# START OF SOURCE DATA
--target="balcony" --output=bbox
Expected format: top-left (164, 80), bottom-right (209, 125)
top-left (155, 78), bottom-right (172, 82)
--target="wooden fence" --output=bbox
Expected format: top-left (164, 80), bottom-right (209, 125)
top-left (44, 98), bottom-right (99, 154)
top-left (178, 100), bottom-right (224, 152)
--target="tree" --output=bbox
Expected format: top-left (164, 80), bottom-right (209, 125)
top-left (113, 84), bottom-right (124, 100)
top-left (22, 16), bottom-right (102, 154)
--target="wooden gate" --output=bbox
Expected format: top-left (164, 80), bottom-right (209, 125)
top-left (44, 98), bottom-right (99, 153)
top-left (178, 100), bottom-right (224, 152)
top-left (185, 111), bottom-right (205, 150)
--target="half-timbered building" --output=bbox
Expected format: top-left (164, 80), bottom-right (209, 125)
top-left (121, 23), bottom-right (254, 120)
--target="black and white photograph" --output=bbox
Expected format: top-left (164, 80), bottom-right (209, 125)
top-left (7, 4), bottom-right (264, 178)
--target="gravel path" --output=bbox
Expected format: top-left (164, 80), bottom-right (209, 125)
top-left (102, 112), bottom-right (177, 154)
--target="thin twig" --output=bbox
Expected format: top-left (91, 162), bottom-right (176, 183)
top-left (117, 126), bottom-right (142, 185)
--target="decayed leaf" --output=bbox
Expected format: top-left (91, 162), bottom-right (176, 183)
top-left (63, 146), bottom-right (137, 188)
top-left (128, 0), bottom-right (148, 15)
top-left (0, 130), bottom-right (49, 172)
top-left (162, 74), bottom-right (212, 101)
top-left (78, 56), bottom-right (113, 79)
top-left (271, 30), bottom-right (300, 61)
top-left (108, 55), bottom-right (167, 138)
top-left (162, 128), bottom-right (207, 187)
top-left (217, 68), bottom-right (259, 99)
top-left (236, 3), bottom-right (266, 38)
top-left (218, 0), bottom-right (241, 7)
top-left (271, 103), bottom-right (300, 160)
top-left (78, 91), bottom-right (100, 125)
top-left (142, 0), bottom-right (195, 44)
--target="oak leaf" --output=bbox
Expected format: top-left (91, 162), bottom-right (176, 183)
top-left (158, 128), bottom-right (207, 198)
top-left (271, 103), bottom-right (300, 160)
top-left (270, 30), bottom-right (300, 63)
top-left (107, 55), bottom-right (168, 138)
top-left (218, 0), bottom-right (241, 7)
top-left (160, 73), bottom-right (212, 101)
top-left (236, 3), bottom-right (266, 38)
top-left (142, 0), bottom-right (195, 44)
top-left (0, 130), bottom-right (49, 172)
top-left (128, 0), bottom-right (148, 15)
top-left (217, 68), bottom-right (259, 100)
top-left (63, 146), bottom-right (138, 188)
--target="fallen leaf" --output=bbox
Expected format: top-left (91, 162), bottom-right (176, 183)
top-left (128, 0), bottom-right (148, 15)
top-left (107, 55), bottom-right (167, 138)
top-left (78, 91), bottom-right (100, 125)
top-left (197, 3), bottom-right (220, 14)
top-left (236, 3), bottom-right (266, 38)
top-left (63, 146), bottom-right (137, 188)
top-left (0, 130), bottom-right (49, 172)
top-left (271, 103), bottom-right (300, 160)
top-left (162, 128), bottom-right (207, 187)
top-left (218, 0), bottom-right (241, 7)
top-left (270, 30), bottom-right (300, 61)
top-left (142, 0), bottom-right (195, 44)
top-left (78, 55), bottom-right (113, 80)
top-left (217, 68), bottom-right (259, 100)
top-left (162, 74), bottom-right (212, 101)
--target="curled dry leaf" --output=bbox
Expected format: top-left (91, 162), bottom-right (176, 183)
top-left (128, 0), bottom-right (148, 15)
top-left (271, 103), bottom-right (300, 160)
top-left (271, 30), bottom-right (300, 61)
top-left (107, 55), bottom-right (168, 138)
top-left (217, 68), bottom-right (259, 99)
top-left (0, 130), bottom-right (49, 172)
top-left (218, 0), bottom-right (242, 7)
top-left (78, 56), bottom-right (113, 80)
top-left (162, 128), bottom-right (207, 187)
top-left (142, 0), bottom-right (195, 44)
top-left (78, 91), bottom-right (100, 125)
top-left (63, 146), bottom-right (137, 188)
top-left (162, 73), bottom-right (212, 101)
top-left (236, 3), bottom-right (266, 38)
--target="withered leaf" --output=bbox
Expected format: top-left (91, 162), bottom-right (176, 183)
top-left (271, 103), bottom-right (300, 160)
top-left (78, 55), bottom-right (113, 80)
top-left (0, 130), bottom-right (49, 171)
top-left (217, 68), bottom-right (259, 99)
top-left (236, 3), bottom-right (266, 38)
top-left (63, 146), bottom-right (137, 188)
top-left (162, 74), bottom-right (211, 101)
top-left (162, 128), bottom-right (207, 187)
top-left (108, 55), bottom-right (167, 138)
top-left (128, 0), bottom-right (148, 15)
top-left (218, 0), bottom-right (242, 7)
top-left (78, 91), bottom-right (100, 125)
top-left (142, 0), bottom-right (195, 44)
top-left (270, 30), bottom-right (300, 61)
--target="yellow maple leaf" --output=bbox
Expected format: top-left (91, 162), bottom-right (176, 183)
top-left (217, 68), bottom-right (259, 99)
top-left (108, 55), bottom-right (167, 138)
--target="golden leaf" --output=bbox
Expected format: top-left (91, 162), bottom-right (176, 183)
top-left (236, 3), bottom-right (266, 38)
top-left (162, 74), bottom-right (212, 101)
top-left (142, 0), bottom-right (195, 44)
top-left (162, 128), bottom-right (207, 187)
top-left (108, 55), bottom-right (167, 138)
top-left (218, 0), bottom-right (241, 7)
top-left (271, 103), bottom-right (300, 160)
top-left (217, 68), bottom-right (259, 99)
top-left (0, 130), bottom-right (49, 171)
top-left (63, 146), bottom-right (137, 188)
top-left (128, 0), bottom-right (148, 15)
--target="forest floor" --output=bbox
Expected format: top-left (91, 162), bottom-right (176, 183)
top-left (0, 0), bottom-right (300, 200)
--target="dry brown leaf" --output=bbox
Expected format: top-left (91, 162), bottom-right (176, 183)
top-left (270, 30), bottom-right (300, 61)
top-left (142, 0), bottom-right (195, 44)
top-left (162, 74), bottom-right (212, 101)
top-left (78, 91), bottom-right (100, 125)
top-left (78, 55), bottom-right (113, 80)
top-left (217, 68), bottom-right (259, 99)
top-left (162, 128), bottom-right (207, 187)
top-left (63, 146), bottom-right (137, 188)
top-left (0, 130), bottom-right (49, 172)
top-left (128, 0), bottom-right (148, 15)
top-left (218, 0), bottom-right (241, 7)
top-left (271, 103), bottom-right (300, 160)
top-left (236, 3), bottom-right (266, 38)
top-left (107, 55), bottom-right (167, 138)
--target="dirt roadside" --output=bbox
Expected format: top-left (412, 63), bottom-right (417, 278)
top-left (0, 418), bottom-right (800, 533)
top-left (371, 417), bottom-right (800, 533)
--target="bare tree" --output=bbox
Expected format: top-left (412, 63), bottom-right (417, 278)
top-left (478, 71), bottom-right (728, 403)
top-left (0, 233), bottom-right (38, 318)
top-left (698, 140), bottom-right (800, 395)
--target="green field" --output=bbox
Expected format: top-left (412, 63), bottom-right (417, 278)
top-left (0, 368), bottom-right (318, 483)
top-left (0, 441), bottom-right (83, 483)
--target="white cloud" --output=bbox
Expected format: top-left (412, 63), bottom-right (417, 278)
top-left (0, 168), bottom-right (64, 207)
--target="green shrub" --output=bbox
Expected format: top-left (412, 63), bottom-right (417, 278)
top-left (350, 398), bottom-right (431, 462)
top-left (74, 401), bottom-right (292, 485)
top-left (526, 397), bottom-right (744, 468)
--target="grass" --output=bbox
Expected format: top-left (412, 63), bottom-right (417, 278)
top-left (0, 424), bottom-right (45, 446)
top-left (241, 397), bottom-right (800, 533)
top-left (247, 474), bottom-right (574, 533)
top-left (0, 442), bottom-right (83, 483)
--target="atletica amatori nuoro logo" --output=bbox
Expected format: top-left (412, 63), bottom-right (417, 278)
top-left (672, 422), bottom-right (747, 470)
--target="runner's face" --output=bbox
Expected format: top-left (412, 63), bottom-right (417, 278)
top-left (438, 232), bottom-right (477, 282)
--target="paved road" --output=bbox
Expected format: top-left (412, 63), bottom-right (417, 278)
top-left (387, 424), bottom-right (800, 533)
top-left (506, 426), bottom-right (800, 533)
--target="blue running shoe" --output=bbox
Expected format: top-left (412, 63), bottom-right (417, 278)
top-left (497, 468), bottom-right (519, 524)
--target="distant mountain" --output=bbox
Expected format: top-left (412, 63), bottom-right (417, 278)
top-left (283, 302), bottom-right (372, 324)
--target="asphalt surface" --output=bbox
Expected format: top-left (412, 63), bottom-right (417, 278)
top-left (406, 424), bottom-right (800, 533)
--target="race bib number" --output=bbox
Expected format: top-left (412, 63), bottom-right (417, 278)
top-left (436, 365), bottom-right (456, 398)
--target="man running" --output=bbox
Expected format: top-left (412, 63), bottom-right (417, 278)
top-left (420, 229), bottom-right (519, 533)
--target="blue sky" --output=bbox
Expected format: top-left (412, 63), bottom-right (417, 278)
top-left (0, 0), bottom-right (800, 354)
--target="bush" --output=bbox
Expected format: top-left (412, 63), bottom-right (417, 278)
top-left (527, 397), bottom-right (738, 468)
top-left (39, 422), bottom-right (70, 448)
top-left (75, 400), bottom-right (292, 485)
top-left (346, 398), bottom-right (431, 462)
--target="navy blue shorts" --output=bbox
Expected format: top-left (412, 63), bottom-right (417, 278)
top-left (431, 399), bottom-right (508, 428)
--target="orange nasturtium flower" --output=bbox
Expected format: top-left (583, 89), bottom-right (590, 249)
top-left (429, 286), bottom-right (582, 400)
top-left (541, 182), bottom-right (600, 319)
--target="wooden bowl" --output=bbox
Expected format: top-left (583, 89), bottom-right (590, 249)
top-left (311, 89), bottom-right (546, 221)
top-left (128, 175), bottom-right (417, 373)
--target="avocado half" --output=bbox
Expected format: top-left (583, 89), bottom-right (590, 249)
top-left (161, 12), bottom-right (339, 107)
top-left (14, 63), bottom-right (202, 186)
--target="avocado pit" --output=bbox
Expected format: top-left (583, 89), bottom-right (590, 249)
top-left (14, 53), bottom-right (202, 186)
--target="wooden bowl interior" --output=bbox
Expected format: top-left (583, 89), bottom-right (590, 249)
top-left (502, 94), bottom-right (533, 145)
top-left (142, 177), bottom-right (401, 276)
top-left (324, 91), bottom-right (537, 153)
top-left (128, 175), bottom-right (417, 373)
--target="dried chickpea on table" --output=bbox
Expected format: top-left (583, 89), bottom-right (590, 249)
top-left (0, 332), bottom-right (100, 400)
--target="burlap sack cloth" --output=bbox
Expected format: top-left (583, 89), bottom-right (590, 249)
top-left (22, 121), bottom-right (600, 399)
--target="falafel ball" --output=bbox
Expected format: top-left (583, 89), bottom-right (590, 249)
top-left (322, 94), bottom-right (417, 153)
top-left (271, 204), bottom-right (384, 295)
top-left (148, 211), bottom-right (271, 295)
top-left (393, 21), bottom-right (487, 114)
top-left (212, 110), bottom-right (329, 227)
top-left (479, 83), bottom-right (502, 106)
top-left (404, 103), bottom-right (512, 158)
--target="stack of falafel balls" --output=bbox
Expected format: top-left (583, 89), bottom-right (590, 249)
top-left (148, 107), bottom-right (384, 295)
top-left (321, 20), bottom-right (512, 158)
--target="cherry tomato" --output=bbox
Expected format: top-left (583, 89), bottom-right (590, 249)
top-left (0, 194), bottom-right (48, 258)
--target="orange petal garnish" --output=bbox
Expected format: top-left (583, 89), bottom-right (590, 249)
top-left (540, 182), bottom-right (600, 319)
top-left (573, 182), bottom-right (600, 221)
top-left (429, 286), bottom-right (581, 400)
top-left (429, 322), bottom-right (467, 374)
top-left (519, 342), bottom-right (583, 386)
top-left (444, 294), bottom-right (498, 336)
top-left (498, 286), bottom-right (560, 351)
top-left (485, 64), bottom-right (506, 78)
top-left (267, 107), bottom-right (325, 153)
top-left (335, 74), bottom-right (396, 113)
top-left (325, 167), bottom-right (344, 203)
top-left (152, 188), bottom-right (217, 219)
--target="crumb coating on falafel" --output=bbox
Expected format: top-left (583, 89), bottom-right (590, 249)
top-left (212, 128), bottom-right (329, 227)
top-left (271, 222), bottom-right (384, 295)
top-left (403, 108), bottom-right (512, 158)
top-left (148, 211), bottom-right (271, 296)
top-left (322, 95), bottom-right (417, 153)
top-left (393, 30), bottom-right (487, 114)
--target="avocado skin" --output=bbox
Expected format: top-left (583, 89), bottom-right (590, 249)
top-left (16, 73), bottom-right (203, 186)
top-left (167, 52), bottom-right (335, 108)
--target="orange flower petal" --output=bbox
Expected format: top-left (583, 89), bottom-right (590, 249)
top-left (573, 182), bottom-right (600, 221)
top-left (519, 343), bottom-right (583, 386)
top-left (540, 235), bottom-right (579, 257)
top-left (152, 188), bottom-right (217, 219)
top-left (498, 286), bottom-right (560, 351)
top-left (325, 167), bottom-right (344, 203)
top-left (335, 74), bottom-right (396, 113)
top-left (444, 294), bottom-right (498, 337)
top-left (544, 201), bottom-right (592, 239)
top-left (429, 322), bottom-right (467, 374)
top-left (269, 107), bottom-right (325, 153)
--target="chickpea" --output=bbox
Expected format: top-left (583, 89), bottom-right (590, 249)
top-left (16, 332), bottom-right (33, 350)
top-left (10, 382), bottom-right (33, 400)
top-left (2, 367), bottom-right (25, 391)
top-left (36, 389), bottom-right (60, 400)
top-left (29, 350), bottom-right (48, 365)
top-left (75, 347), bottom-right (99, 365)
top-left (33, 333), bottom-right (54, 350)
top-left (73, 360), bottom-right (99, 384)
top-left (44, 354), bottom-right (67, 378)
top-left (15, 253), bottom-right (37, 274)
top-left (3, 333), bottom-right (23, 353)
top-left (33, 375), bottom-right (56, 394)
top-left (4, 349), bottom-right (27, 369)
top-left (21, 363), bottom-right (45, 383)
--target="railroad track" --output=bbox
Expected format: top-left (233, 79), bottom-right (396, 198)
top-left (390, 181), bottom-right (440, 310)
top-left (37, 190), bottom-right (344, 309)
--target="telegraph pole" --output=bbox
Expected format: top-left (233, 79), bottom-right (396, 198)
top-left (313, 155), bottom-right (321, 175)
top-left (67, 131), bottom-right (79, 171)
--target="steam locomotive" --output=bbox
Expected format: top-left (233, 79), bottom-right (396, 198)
# END OF SOURCE DATA
WRITTEN TASK | Recast the material above as a numbered list, starting at its first line and ending at the line that contains "top-left (22, 16), bottom-right (102, 154)". Leave out any blank lines.

ANSWER TO THE EXERCISE |
1. --target="balcony" --output=bbox
2. Expected format: top-left (164, 80), bottom-right (209, 125)
3. top-left (155, 78), bottom-right (172, 82)
4. --target="wooden fence" --output=bbox
5. Expected format: top-left (164, 80), bottom-right (209, 125)
6. top-left (44, 98), bottom-right (99, 154)
7. top-left (178, 100), bottom-right (224, 152)
8. --target="tree" --output=bbox
9. Expected format: top-left (164, 80), bottom-right (209, 125)
10. top-left (113, 84), bottom-right (124, 100)
11. top-left (22, 16), bottom-right (102, 154)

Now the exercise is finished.